• WHAT YOU SHOULD DO: Starting from the line that contains "hey friend, do me a favor and find the red railing", output every remaining line of the records below exactly as it appears, that line and the last one included.

• SUPPLIED INFORMATION:
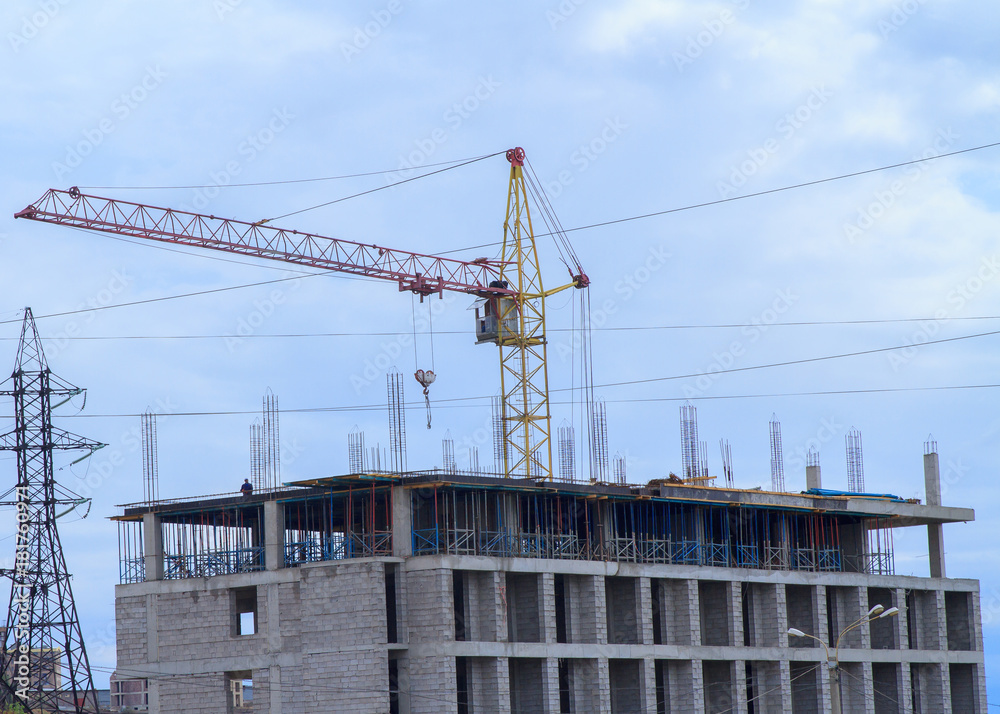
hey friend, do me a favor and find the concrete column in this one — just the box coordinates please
[268,664,283,714]
[392,486,413,557]
[142,512,163,581]
[594,576,608,644]
[687,580,702,647]
[541,573,557,644]
[596,658,612,714]
[495,657,511,714]
[858,587,873,650]
[147,679,160,714]
[641,659,657,714]
[496,572,509,643]
[898,661,913,714]
[923,451,947,578]
[816,585,830,648]
[542,658,560,713]
[691,660,706,713]
[817,660,833,714]
[729,582,744,649]
[933,590,948,651]
[733,660,749,714]
[264,500,284,571]
[806,463,822,490]
[895,587,910,650]
[775,583,789,648]
[145,594,158,663]
[860,661,876,714]
[638,578,655,645]
[266,583,282,652]
[940,663,953,713]
[776,660,792,713]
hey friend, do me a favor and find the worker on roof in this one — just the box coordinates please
[240,479,253,497]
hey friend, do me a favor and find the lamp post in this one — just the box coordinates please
[787,604,900,714]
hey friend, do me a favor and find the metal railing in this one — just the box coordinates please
[163,547,264,579]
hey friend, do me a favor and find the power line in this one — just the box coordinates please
[265,151,504,222]
[438,139,1000,251]
[0,275,323,326]
[10,382,999,422]
[579,326,1000,392]
[534,139,1000,238]
[4,313,1000,341]
[75,154,496,191]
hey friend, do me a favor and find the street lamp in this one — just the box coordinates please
[787,604,899,714]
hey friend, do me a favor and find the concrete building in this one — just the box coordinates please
[111,447,985,713]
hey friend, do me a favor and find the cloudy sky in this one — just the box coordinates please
[2,0,1000,695]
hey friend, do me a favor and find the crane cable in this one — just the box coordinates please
[411,294,437,429]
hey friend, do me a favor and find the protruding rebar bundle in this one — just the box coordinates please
[141,409,159,504]
[680,403,699,481]
[806,447,820,468]
[613,451,627,485]
[469,446,480,474]
[442,431,457,474]
[250,419,264,489]
[719,439,734,488]
[348,427,365,473]
[387,369,407,473]
[846,427,865,492]
[924,434,938,456]
[491,395,506,474]
[769,414,785,492]
[263,389,280,490]
[699,440,709,480]
[558,420,576,483]
[590,399,609,483]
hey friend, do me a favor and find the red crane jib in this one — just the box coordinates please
[15,188,516,298]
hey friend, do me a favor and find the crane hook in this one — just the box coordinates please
[414,369,436,429]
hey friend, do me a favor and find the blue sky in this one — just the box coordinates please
[2,0,1000,696]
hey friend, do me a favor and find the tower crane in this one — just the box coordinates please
[15,147,589,480]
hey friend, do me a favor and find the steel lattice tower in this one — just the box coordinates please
[0,308,103,713]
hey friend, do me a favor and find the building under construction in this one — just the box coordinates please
[110,444,984,713]
[11,152,986,712]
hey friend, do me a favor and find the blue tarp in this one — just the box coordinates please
[804,487,904,502]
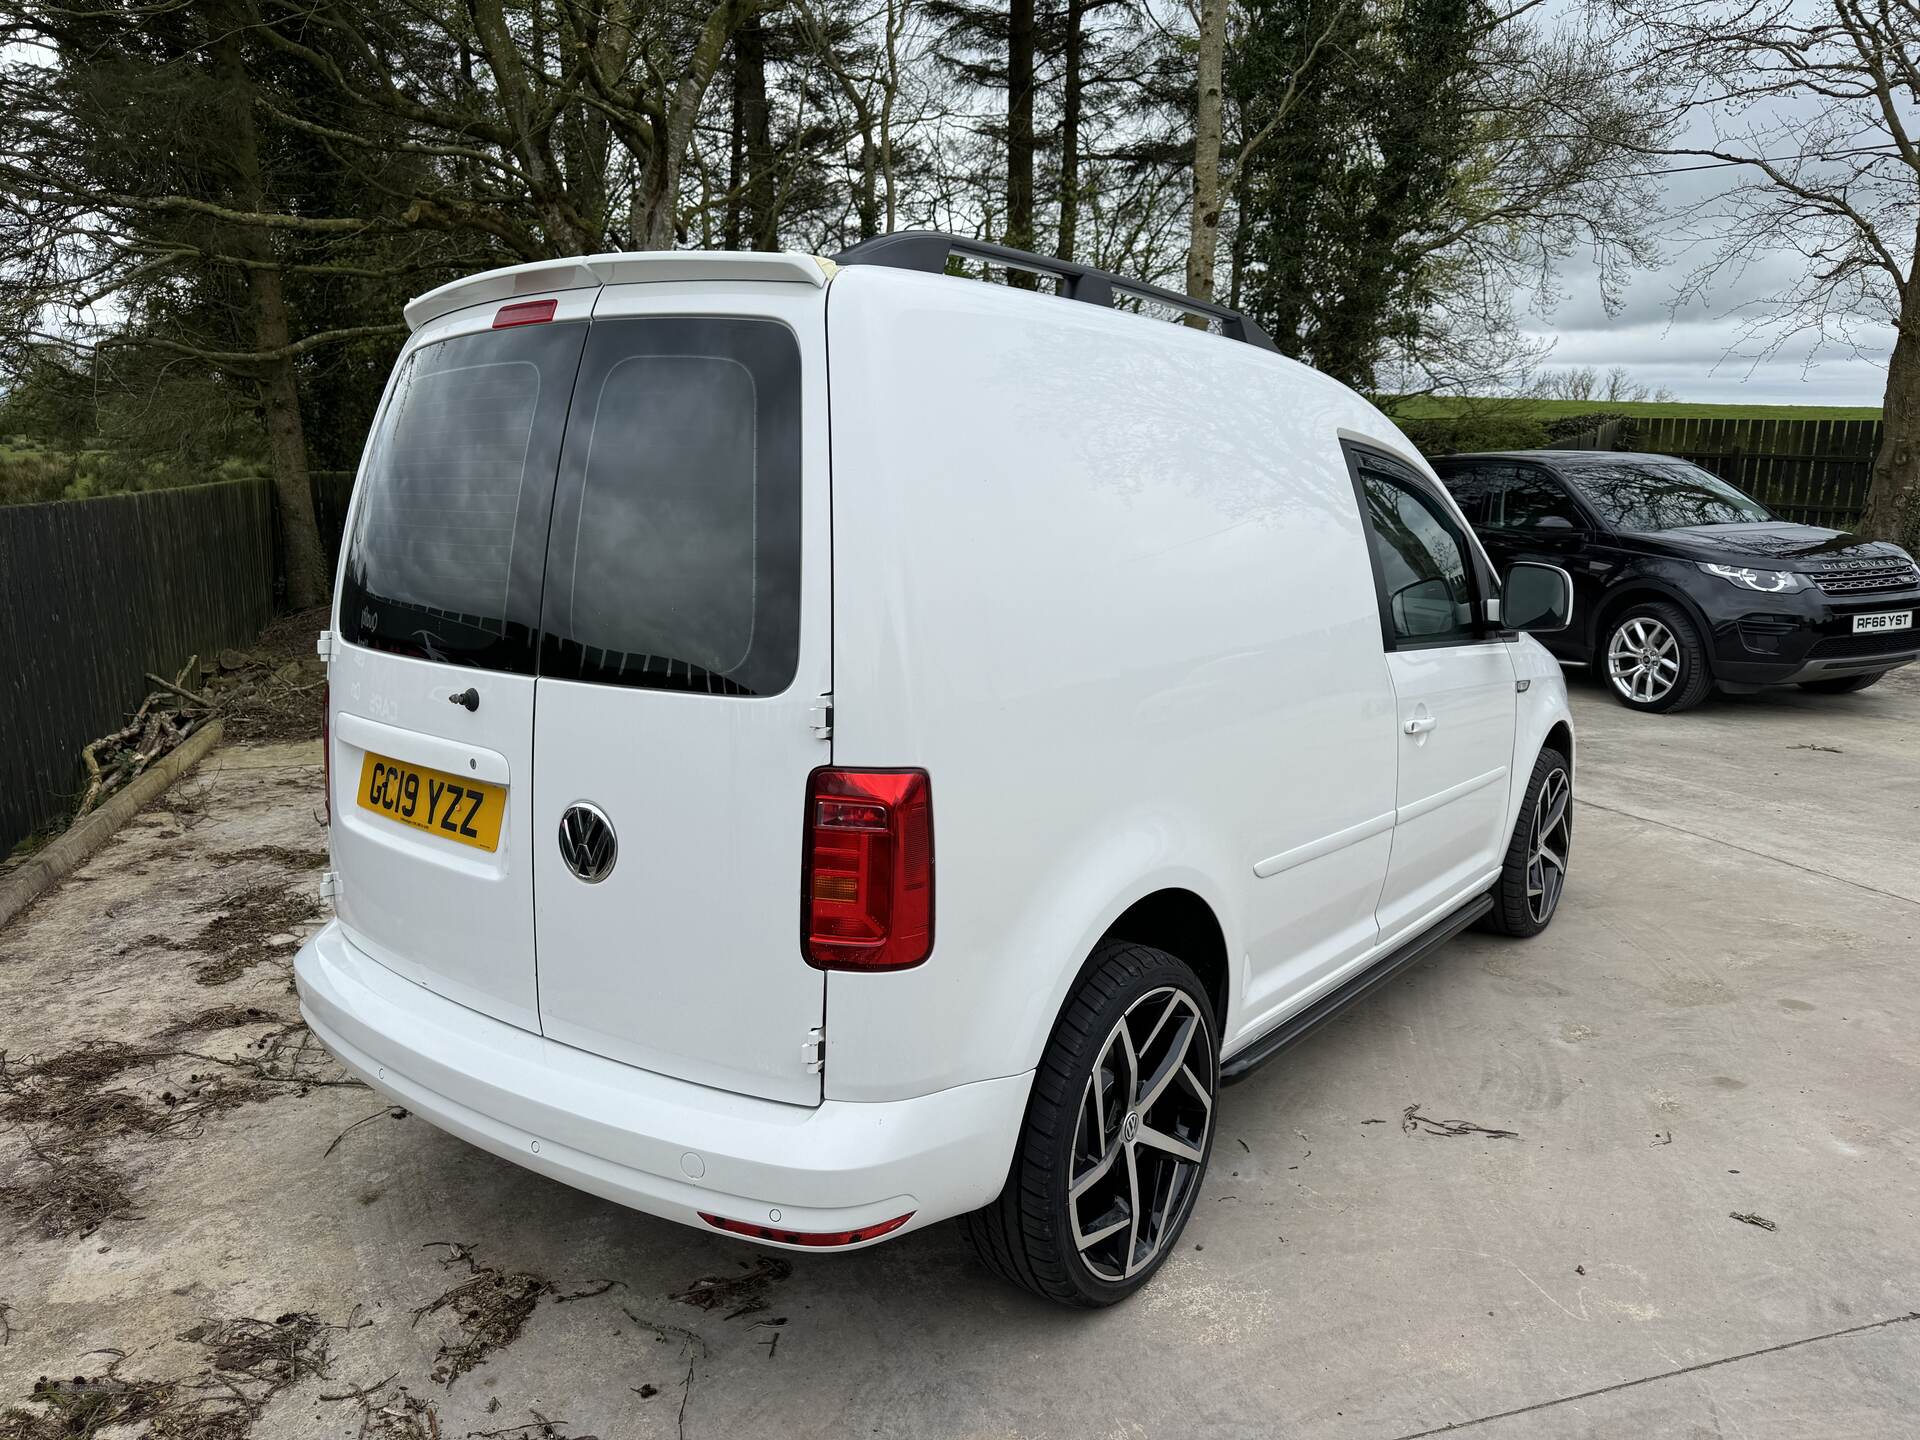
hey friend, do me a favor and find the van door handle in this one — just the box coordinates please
[1403,714,1438,736]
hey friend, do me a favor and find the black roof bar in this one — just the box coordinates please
[832,230,1279,353]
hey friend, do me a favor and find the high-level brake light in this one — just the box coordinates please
[493,298,557,328]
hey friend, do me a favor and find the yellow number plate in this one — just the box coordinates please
[356,753,506,852]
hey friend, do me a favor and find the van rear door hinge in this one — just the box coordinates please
[319,870,340,902]
[802,1025,825,1073]
[316,629,333,663]
[809,694,833,740]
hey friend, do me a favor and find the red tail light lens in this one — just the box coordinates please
[698,1211,914,1247]
[493,298,557,328]
[802,768,933,970]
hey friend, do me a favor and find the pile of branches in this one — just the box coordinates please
[76,655,215,817]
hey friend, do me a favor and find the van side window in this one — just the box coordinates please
[1357,466,1478,646]
[539,317,803,697]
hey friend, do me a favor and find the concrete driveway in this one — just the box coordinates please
[1,667,1915,1439]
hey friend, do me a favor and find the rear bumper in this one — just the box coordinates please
[294,921,1030,1248]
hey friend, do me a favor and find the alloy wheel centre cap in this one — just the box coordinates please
[1122,1111,1140,1143]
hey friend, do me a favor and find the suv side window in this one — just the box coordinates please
[1498,466,1580,529]
[1354,457,1480,647]
[1438,463,1505,526]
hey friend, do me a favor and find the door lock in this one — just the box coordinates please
[1403,714,1438,736]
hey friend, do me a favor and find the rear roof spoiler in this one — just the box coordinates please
[403,251,832,332]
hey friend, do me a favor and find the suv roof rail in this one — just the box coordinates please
[832,230,1279,353]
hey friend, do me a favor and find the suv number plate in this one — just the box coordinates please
[356,753,505,852]
[1853,610,1913,634]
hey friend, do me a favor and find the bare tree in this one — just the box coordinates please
[1539,364,1675,403]
[1604,0,1920,543]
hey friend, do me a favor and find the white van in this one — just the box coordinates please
[295,233,1577,1307]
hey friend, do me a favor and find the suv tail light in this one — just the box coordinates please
[802,767,933,970]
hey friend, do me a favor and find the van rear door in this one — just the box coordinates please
[530,284,831,1106]
[328,295,590,1032]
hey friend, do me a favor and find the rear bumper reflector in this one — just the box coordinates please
[698,1210,914,1248]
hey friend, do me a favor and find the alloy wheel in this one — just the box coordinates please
[1527,767,1571,925]
[1067,986,1214,1282]
[1607,617,1681,704]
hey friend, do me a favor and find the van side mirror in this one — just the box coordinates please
[1504,562,1573,633]
[1530,514,1577,532]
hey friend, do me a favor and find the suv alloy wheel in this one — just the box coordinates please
[1602,601,1713,713]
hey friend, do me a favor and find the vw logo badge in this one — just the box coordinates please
[558,803,617,883]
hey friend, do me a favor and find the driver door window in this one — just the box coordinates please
[1358,468,1478,647]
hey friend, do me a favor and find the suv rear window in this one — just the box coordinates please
[339,322,585,673]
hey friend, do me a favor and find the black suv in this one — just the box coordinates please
[1432,451,1920,713]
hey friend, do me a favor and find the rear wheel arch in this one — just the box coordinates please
[1095,887,1230,1032]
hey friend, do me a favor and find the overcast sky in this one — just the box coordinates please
[1519,6,1902,409]
[1521,250,1897,407]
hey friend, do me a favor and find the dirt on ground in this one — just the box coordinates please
[196,607,330,746]
[2,670,1919,1438]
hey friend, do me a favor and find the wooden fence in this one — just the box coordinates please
[312,468,357,571]
[1551,416,1882,528]
[0,480,274,855]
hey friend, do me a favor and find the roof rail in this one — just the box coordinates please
[832,230,1278,353]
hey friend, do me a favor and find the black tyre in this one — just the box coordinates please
[1601,601,1713,713]
[963,942,1217,1307]
[1482,746,1572,938]
[1797,672,1884,695]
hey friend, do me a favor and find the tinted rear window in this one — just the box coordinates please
[339,314,803,696]
[539,317,803,697]
[339,322,585,672]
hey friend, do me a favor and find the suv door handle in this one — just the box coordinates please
[1403,714,1438,736]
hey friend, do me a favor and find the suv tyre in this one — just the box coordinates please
[964,942,1217,1307]
[1602,601,1712,713]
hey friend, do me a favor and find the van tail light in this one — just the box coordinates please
[321,679,331,825]
[802,767,933,971]
[699,1211,914,1247]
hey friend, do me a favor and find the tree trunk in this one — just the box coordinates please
[1185,0,1227,323]
[1056,0,1085,262]
[726,44,747,249]
[1862,296,1920,548]
[1007,0,1036,282]
[252,269,330,609]
[206,0,328,609]
[737,11,775,248]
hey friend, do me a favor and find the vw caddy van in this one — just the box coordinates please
[296,233,1577,1307]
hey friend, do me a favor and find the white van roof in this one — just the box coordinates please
[403,251,833,331]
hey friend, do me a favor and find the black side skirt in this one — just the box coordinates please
[1219,892,1495,1086]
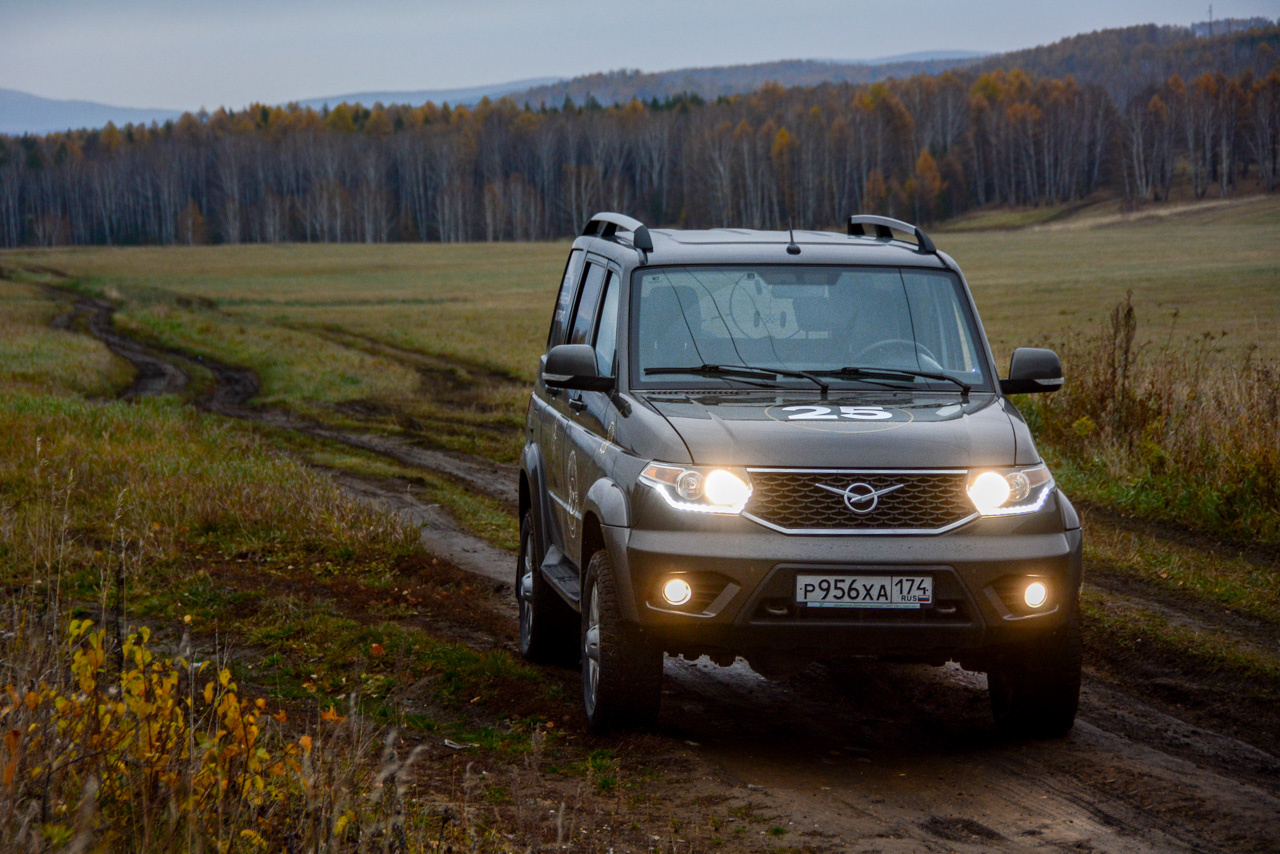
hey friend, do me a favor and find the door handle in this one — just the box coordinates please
[569,396,587,412]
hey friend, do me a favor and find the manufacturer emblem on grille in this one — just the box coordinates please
[815,481,905,514]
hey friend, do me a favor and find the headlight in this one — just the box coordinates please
[966,464,1054,516]
[640,462,752,514]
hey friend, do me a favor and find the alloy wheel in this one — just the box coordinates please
[518,530,535,653]
[583,582,601,717]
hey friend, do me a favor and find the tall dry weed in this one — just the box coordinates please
[1028,294,1280,543]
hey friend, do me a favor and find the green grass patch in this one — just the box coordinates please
[0,280,131,396]
[1082,513,1280,626]
[1082,590,1280,698]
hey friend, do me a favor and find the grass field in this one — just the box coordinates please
[1,196,1278,850]
[15,194,1277,374]
[8,194,1277,530]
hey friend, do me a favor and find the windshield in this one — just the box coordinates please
[630,265,992,391]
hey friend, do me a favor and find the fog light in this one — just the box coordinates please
[662,578,693,606]
[1024,581,1048,609]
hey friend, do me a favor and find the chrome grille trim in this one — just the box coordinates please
[743,467,979,536]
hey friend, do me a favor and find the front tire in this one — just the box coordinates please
[581,549,663,732]
[988,612,1082,738]
[516,511,577,665]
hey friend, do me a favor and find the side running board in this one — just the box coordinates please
[540,546,581,605]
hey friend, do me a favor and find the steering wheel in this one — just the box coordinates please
[852,339,944,373]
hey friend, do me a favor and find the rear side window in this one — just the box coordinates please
[593,272,619,376]
[547,249,584,348]
[568,263,607,346]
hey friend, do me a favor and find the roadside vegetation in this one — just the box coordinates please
[0,282,734,851]
[1026,296,1278,546]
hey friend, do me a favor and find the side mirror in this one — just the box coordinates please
[543,344,614,392]
[1000,347,1064,395]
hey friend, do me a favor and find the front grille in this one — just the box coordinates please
[744,469,976,534]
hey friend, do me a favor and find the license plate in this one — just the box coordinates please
[795,574,933,609]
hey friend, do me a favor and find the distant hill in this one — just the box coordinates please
[5,16,1276,136]
[857,50,989,64]
[507,20,1280,109]
[506,56,983,108]
[0,78,565,136]
[0,88,181,136]
[970,18,1280,100]
[295,77,563,111]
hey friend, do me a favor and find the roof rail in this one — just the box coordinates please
[583,212,654,252]
[847,215,936,254]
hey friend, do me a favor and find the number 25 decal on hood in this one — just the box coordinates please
[764,404,914,434]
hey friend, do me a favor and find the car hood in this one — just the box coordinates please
[639,391,1016,469]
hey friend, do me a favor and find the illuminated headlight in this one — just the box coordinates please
[966,464,1054,516]
[1024,581,1048,609]
[640,463,752,514]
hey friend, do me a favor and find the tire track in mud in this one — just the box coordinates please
[323,467,513,586]
[47,287,191,399]
[659,656,1280,852]
[37,277,1280,853]
[40,282,515,580]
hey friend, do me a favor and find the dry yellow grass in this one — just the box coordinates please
[938,195,1280,367]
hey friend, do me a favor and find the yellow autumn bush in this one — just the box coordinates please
[1,619,407,853]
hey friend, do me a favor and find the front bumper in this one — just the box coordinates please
[601,489,1082,665]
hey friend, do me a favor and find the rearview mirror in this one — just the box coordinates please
[542,344,615,392]
[1000,348,1064,395]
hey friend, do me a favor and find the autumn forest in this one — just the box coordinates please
[2,23,1278,247]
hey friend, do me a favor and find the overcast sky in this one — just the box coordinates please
[4,0,1278,109]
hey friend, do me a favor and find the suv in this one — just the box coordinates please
[518,212,1082,737]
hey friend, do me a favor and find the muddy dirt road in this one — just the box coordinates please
[44,282,1280,852]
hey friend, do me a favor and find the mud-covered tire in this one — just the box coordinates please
[988,611,1082,738]
[516,511,577,665]
[581,549,663,732]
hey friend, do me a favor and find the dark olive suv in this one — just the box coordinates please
[518,212,1082,737]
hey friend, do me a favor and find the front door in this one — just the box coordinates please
[536,248,584,556]
[546,258,609,559]
[562,265,622,566]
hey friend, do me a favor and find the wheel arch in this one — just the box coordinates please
[581,511,607,575]
[520,442,549,558]
[583,478,630,528]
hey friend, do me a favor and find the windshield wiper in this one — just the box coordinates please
[645,363,830,396]
[813,365,972,395]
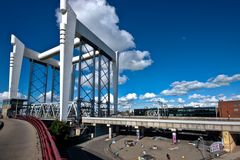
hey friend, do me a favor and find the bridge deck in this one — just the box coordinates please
[82,117,240,132]
[0,119,42,160]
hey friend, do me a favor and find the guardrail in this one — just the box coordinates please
[17,115,61,160]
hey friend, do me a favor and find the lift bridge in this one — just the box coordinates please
[7,0,119,122]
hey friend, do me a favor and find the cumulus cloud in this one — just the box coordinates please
[119,93,137,102]
[176,98,185,104]
[56,0,153,80]
[118,93,137,108]
[188,94,206,99]
[230,95,240,101]
[0,91,27,101]
[119,75,128,85]
[139,92,157,100]
[148,97,168,104]
[119,50,153,71]
[161,74,240,96]
[210,74,240,85]
[64,0,135,51]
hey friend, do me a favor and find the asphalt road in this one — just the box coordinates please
[0,119,42,160]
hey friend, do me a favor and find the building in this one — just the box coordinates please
[134,107,216,117]
[1,99,27,118]
[218,100,240,118]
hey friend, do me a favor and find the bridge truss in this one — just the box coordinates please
[8,0,119,121]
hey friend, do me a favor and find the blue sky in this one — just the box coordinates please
[1,0,240,109]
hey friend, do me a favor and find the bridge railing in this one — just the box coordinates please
[18,102,78,119]
[17,115,61,160]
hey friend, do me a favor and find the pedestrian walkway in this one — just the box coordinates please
[0,119,42,160]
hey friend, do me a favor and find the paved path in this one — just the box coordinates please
[68,135,114,160]
[0,119,42,160]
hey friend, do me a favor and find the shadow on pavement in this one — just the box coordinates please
[68,146,104,160]
[0,121,4,130]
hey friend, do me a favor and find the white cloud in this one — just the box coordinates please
[64,0,135,52]
[139,92,157,100]
[199,96,218,103]
[188,94,206,99]
[118,93,138,108]
[210,74,240,85]
[169,99,175,103]
[56,0,153,76]
[230,95,240,100]
[119,93,137,102]
[0,91,27,101]
[148,97,168,104]
[119,75,128,85]
[161,74,240,96]
[119,50,153,71]
[176,98,185,104]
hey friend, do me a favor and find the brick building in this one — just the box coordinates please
[218,100,240,118]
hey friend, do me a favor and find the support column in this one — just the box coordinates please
[98,55,102,117]
[59,3,76,121]
[171,128,177,144]
[112,51,119,114]
[44,64,48,103]
[222,131,236,152]
[91,49,96,117]
[135,126,140,140]
[107,124,112,139]
[141,128,145,138]
[91,123,96,139]
[115,125,120,136]
[107,60,111,116]
[77,42,82,121]
[9,35,25,99]
[70,65,76,101]
[27,59,34,104]
[51,67,55,102]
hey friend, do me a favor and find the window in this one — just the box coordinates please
[234,107,239,112]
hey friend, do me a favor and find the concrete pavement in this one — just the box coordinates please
[0,119,42,160]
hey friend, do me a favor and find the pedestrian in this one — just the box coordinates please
[166,153,171,160]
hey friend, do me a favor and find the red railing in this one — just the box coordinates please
[17,116,61,160]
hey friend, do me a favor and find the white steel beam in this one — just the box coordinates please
[75,20,116,62]
[9,35,25,99]
[24,48,60,68]
[59,3,76,121]
[112,51,119,114]
[38,38,80,60]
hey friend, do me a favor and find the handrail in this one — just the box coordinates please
[17,115,61,160]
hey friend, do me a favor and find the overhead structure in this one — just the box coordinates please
[8,0,119,121]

• WRITTEN ANSWER:
hey friend, do me a favor and find the red railing in this one — just the box coordinates please
[17,116,61,160]
hey friend, do me a favor and find the white steel beam in this one — just the box coordinates please
[75,20,116,62]
[9,35,25,99]
[24,48,60,68]
[59,3,76,121]
[112,51,119,114]
[38,38,80,60]
hey friend, do me a favor and find the handrail in this one — just the box coordinates please
[17,115,61,160]
hey friend, do me a favor and find the overhead structure in this one — just the box coordinates please
[8,0,119,121]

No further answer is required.